**What the task asks**
Copy out only the span from the line with "Would you be so kind as to locate the man in" to the end of the data, both ends kept, word for word.

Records
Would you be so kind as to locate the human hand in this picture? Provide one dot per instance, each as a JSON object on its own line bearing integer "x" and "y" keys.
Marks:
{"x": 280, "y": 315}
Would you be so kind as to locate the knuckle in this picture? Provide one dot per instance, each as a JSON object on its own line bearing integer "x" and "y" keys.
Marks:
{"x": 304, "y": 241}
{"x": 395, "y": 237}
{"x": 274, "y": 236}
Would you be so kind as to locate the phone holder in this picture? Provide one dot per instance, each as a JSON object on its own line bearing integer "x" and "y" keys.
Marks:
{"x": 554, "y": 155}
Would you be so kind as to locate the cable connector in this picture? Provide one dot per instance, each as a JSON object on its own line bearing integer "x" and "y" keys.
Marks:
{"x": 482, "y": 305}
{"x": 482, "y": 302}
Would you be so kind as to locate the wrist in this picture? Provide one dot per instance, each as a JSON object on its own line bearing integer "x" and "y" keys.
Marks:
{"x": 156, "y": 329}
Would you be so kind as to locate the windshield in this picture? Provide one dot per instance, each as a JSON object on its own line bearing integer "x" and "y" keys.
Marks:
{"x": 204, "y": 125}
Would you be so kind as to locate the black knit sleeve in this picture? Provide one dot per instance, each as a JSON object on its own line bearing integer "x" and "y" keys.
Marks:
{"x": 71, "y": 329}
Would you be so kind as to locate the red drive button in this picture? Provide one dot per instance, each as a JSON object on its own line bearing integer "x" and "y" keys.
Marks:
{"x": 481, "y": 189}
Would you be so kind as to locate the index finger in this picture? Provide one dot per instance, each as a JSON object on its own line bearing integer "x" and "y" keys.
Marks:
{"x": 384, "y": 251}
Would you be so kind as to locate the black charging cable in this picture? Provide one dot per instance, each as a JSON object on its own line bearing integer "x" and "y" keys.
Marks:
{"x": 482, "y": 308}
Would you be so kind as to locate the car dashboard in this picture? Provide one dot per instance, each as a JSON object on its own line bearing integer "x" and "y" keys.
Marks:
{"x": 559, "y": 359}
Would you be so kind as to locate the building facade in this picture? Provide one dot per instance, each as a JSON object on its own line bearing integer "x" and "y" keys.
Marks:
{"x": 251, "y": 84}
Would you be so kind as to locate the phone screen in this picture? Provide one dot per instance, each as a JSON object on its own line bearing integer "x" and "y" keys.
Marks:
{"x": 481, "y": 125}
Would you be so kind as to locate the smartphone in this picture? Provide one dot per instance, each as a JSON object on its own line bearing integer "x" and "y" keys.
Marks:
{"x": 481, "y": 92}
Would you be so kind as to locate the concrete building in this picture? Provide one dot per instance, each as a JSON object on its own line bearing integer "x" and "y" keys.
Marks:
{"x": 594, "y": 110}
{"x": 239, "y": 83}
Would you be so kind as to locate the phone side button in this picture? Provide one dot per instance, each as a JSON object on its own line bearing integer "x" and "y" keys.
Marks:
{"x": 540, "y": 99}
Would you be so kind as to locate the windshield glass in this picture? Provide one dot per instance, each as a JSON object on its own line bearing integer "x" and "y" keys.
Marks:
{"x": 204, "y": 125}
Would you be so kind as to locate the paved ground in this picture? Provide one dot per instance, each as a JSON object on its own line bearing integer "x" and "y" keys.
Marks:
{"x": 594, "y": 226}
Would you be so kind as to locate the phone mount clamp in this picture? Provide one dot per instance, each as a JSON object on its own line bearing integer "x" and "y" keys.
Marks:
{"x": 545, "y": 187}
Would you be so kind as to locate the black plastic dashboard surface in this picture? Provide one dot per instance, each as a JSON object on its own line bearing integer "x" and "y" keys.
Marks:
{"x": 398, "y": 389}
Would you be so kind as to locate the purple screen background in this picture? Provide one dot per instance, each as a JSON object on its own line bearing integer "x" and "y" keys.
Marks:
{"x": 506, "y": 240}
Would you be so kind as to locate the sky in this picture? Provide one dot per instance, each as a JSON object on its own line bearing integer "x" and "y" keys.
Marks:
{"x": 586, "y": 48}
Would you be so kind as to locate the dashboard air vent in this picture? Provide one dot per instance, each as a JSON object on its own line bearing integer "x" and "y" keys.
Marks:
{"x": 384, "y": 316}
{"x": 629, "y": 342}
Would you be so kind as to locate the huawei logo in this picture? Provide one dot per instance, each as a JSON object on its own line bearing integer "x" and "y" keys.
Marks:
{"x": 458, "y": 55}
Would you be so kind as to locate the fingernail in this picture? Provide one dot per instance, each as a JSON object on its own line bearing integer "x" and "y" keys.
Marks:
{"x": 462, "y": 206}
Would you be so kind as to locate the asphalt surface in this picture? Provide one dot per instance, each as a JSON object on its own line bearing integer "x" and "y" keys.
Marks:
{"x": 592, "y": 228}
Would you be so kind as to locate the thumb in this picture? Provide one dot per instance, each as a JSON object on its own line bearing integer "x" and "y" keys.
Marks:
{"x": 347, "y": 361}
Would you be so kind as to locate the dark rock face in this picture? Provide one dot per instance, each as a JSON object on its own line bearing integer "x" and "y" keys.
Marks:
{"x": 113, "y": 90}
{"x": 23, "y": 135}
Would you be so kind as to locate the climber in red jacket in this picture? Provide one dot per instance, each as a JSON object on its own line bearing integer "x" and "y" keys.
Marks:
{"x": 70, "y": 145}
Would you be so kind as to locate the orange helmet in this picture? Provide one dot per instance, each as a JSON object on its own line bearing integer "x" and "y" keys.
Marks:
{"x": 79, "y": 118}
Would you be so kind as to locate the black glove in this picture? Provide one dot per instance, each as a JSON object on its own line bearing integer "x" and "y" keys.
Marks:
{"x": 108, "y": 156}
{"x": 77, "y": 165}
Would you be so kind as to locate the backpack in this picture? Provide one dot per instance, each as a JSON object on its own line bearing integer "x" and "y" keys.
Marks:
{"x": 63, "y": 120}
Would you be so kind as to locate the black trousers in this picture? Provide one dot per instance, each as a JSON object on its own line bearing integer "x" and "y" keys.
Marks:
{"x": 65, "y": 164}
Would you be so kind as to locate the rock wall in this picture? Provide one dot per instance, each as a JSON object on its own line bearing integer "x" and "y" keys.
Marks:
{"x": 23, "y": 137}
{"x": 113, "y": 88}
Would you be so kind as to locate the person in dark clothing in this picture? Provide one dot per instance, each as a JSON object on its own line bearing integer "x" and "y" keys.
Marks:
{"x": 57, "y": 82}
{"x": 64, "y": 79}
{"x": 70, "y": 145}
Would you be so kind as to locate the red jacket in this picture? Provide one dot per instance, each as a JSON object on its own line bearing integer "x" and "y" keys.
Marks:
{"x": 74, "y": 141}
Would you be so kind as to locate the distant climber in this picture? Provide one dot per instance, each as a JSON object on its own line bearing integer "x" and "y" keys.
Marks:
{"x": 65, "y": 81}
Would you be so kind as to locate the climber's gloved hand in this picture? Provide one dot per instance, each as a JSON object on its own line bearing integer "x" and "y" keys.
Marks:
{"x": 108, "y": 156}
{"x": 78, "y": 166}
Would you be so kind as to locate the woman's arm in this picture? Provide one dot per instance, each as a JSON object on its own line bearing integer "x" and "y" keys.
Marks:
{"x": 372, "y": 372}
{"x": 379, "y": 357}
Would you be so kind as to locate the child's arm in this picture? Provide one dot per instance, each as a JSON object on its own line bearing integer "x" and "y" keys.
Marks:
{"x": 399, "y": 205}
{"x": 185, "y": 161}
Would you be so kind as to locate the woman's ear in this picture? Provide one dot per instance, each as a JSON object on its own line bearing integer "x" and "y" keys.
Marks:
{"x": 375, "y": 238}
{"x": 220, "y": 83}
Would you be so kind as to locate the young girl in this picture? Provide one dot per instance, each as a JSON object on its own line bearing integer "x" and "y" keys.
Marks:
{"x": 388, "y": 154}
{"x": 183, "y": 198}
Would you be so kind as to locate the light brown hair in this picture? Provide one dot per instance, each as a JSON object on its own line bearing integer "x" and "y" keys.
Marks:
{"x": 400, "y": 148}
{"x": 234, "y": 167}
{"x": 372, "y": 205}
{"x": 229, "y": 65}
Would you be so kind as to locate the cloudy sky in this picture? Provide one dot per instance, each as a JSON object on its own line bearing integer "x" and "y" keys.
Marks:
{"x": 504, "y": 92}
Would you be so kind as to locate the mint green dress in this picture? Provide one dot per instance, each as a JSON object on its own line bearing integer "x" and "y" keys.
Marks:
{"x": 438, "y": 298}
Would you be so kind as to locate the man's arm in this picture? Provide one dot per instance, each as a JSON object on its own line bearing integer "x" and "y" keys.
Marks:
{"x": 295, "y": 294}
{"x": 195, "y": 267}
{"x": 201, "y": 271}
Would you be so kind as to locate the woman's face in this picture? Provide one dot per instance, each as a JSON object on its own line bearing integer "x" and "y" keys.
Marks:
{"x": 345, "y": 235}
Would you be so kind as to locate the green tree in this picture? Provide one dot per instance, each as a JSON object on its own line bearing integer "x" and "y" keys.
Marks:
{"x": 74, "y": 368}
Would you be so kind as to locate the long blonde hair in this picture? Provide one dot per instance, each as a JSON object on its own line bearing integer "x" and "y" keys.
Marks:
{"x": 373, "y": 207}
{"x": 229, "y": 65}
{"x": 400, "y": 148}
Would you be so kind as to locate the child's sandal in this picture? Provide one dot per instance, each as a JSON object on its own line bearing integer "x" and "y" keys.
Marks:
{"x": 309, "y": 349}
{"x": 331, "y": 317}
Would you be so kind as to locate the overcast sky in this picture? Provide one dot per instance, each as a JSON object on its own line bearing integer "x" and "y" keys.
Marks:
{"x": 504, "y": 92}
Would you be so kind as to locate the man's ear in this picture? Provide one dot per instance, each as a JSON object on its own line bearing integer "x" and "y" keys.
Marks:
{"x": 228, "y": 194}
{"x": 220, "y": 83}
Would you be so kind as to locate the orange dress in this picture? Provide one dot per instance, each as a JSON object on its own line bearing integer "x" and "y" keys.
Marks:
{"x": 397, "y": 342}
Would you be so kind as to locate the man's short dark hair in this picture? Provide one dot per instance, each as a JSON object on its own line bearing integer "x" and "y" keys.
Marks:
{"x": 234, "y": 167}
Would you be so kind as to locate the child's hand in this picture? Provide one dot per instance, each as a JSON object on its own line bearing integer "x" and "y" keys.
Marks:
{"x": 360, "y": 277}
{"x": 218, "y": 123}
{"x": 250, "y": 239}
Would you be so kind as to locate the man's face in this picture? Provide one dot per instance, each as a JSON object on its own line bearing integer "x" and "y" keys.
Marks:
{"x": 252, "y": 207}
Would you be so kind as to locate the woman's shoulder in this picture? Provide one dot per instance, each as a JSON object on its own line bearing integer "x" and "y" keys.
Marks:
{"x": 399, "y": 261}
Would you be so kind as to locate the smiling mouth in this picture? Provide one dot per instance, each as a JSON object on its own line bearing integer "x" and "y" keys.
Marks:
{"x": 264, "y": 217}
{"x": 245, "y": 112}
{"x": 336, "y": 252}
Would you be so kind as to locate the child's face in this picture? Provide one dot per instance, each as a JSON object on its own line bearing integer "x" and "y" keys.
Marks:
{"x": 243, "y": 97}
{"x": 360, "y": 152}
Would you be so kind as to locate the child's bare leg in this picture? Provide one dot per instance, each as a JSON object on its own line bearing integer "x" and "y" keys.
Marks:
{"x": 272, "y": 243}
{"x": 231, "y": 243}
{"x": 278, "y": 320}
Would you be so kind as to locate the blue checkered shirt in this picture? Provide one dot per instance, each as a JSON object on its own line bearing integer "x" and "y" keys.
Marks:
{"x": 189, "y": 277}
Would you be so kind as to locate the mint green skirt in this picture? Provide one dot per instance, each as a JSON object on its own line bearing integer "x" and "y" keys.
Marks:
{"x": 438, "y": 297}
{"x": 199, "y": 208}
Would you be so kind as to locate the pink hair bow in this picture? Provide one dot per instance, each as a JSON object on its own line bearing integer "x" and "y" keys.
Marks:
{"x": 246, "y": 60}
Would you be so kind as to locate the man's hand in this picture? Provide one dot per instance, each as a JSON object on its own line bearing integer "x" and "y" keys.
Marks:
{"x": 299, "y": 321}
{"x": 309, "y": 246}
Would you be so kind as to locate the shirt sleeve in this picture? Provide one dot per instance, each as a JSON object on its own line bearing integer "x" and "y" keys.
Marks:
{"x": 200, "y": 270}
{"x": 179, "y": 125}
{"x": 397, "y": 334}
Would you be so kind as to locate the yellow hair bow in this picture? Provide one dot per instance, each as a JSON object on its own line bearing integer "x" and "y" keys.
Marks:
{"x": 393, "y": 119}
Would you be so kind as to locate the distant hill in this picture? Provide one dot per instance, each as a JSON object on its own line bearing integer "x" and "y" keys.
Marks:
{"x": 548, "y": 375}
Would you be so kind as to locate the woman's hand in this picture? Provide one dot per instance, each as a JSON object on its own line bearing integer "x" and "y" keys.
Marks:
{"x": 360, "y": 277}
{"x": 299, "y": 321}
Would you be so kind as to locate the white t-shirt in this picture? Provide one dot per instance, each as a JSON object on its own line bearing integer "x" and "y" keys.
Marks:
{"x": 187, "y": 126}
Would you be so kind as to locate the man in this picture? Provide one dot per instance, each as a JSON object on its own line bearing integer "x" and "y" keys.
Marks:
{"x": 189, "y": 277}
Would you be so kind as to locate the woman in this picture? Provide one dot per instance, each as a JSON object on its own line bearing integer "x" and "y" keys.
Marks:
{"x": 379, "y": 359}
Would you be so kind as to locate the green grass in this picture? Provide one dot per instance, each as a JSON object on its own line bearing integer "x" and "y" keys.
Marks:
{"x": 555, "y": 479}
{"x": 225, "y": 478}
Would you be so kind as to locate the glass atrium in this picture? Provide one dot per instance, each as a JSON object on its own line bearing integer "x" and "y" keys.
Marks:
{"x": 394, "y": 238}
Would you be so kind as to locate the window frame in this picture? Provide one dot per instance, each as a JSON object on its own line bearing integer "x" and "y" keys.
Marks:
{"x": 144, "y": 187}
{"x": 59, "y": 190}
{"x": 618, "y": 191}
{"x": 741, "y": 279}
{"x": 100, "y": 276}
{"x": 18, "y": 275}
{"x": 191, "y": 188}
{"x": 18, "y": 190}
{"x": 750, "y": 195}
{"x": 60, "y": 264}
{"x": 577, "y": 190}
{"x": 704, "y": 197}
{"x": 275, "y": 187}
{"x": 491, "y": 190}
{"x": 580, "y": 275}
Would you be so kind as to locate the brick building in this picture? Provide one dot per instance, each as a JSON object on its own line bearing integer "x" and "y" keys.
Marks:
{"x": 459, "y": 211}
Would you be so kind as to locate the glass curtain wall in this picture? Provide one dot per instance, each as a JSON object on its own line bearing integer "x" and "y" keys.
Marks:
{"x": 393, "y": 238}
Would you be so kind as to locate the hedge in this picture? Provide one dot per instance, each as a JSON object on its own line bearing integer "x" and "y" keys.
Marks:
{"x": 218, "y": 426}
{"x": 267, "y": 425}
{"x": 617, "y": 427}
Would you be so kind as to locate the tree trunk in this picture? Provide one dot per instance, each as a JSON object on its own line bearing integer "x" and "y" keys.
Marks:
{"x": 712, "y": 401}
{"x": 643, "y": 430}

**Complete answer**
Would you be so kind as to locate the man in this picture? Provide one dot per instance, each as a JSON object on its own line bearing integer "x" and "y" keys.
Marks:
{"x": 189, "y": 277}
Would you be so kind as to locate the woman in this picture? Provide one dot per instance, each as a JSON object on its own line bearing integer "x" and "y" keys.
Marks:
{"x": 379, "y": 359}
Would you be so kind as to locate the green grass in this picture? Provide one dot per instance, each as a JSON object on its own line bearing integer "x" and "y" keys.
Marks:
{"x": 555, "y": 479}
{"x": 225, "y": 478}
Would you be so kind as to locate the glass atrium in this picture? Provide one dot per instance, each as a JSON object on its own line bearing integer "x" and "y" keys.
Marks:
{"x": 394, "y": 238}
Would you be so kind as to locate the window frame in this picture? Provide one dot per instance, each as a JSON object on its own line bearing integer "x" and "y" keys.
Marks:
{"x": 144, "y": 187}
{"x": 59, "y": 190}
{"x": 618, "y": 191}
{"x": 741, "y": 279}
{"x": 100, "y": 276}
{"x": 18, "y": 275}
{"x": 191, "y": 188}
{"x": 18, "y": 190}
{"x": 750, "y": 195}
{"x": 60, "y": 264}
{"x": 577, "y": 190}
{"x": 704, "y": 197}
{"x": 275, "y": 187}
{"x": 491, "y": 190}
{"x": 580, "y": 275}
Would you be so kind as to locate the brick building in this picture? Provide one dot per instance, each as a JSON object on its own line bearing integer "x" and "y" keys.
Marks:
{"x": 459, "y": 211}
Would you be so kind as to locate the glass curtain wall in this picture? Provide one dot per instance, each as a JSON object on its own line bearing integer "x" and "y" keys.
Marks:
{"x": 393, "y": 238}
Would you be so kind as to locate the hedge in this picture? Provide one dot per instance, each as a JSON object on its own line bearing integer "x" and "y" keys.
Marks:
{"x": 218, "y": 426}
{"x": 267, "y": 425}
{"x": 617, "y": 427}
Would you be so kind as to locate the tree trunk in this picture? Provide one dot per instance, each as a JSON object on its own line bearing integer "x" and "y" keys.
Marks:
{"x": 712, "y": 401}
{"x": 643, "y": 430}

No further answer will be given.